**EXERCISE OBJECTIVE:** Lay out the rows below as a JSON list of strings, with one string for each line and the blank lines omitted.

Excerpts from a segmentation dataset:
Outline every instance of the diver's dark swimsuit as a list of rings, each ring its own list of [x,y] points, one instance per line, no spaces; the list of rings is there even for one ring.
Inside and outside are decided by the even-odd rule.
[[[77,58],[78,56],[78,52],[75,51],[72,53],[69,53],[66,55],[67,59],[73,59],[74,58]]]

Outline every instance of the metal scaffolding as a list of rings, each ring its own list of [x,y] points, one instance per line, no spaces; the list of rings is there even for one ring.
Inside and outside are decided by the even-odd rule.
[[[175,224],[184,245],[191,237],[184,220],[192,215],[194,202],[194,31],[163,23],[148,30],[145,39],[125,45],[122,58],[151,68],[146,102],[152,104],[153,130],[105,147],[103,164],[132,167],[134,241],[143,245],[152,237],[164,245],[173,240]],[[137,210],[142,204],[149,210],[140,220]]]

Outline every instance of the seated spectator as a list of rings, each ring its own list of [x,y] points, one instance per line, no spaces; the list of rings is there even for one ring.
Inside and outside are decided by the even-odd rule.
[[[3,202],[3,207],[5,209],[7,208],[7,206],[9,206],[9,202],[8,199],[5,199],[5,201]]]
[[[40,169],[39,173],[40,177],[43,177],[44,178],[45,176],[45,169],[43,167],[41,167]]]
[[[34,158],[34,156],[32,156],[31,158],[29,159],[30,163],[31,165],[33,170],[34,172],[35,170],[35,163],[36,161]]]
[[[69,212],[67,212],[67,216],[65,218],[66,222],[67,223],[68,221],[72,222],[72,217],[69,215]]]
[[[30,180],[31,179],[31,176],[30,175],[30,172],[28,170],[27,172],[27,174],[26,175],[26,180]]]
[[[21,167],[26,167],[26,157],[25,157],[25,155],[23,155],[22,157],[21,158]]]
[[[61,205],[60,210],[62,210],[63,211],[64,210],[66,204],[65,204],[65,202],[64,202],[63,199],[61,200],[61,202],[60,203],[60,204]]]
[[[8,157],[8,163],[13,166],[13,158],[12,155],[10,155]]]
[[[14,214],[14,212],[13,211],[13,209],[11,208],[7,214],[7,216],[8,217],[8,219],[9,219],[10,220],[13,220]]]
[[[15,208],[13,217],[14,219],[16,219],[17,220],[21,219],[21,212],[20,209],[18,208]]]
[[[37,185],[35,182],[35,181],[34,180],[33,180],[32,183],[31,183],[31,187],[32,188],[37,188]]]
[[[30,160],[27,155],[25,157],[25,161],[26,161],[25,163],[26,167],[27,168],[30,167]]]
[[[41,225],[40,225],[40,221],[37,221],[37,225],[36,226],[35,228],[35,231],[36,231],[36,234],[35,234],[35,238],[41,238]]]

**TASK ANSWER:**
[
  "Outline every instance of the diver's dark swimsuit as a list of rings, each ring its own list of [x,y] points, one instance per line, no spaces; the list of rings is there even for one ring.",
  "Inside and outside are decided by the even-odd rule.",
  "[[[77,58],[78,56],[78,52],[75,51],[72,53],[69,53],[66,55],[67,59],[73,59],[74,58]]]",
  "Outline every instance of the metal scaffolding as a list of rings, each ring its own list of [x,y] points, one instance per line, no spaces; the list of rings is there even for one ring.",
  "Inside and outside are decided by the even-odd rule.",
  "[[[175,224],[184,245],[191,237],[184,220],[192,215],[194,202],[194,31],[163,23],[148,30],[145,39],[125,45],[122,58],[151,68],[146,102],[152,104],[153,130],[105,147],[103,164],[132,167],[134,241],[143,245],[152,237],[164,245],[173,240]],[[137,210],[142,204],[149,210],[140,220]]]",
  "Outline every instance of the seated spectator as a list of rings, each ring its own list of [x,y] points, one instance per line, no spaces; the list of rings is there even for one ring.",
  "Inside and outside are decided by the even-odd rule.",
  "[[[3,202],[3,207],[5,209],[7,208],[7,206],[9,206],[9,202],[8,199],[5,199],[5,201]]]",
  "[[[40,169],[39,173],[40,177],[43,177],[44,178],[45,176],[45,169],[43,167],[41,167]]]",
  "[[[34,158],[34,156],[32,156],[31,158],[29,159],[30,163],[31,165],[33,170],[34,172],[35,170],[35,163],[36,161]]]",
  "[[[69,212],[67,212],[67,216],[65,218],[66,222],[67,223],[68,221],[72,222],[72,217],[69,215]]]",
  "[[[30,180],[31,179],[31,176],[30,175],[30,172],[28,170],[27,172],[27,174],[26,175],[26,180]]]",
  "[[[21,167],[26,167],[26,157],[25,157],[25,155],[23,155],[22,157],[21,158]]]",
  "[[[61,205],[60,210],[62,210],[63,211],[64,210],[66,204],[65,204],[65,202],[64,202],[63,199],[61,200],[61,202],[60,203],[60,204]]]",
  "[[[8,157],[8,163],[13,166],[13,158],[12,155],[10,155]]]",
  "[[[14,214],[14,212],[13,211],[13,209],[11,208],[7,214],[7,216],[8,217],[8,219],[9,219],[10,220],[13,220]]]",
  "[[[15,208],[13,217],[14,219],[16,219],[17,220],[21,219],[21,212],[20,209],[18,208]]]",
  "[[[37,185],[35,182],[35,181],[34,180],[33,180],[32,183],[31,183],[31,187],[32,188],[37,188]]]",
  "[[[30,160],[27,155],[25,157],[25,161],[26,161],[25,163],[26,167],[27,168],[30,167]]]",
  "[[[41,225],[40,225],[40,221],[37,221],[37,225],[36,226],[35,228],[35,231],[36,231],[36,234],[35,234],[35,238],[41,238]]]"
]